▶ PASSAGE TO READ:
▼

Exposure to air pollution, particularly to nanoparticles classified as PM2.5, may cause early first periods among young girls, which is known to increase one’s risk of developing other health conditions, such as breast cancer and early menopause, a new study showed on Tuesday.
Scholars at Ewha Womans University came to the conclusion after researching 639 young girls aged 13-17 who participated in a survey from 2010-2012. Their findings showed that participants’ exposure to nanoparticles was linked with an increased chance of experiencing early menarche, or first menstruation.
Previous overseas studies have already shown that air pollution can have a negative impact on women’s hormonal activity, metabolic syndrome and fertility.
Korea joined the ranks of the world’s most polluted countries last year, with air pollution in the first months of 2017 reaching record levels. An OECD report released earlier this year showed that Korea’s air quality is among the worst among its member countries, particularly due to its high nanoparticles levels.
Better known as “fine dust” among Koreans, nanoparticles have been classified as a Group 1 carcinogen by the World Health Organization. Also known as PM2.5, the fine particles with a diameter of 2.5 micrometers or less are known to penetrate deep into the respiratory system and can cause a number of health conditions, including cancer.
Researchers at Ewha Womans University claimed that one’s chance of experiencing early menarche increased by 1.08 times per every 1 cubic meter of level increase of nanoparticles in the past year.
“This research shows that young girls may be especially vulnerable to exposure to PM2.5,” said Dr. Ha Eun-hee, a medical doctor and professor at the Ewha Womans University who organized the research.
Researches have shown that girls who start their periods early have an increased risk of a number of illnesses, including breast cancer and depression, partially due to the hormonal upheaval arising from exposure to estrogens at an early age.
Dr. Ha claimed that further research is needed to verify whether PM2.5 can indeed be classified as an estrogen disrupting hazardous air pollutant.
It is not just young girls who are being affected by air pollution. A study last year by New York University School of Medicine found that exposure to air pollution early in one’s pregnancy may increase risk or preterm birth and low weight among the newborns.

▲

▶ EXTRACTED MATERIAL:

▼

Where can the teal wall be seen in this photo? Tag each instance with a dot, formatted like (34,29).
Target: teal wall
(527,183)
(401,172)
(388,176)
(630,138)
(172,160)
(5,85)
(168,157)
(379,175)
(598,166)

▲

Answer these questions from the article on air pollution and early first periods:
1. How many girls did the Ewha Womans University researchers study, and what were their ages?
2. How has the World Health Organization classified nanoparticles?
3. What is the diameter of the particles known as PM2.5?
The records are separate material and have no connection to the text about air pollution and early first periods.

1. 639 girls, aged 13-17.
2. As a Group 1 carcinogen.
3. 2.5 micrometers or less.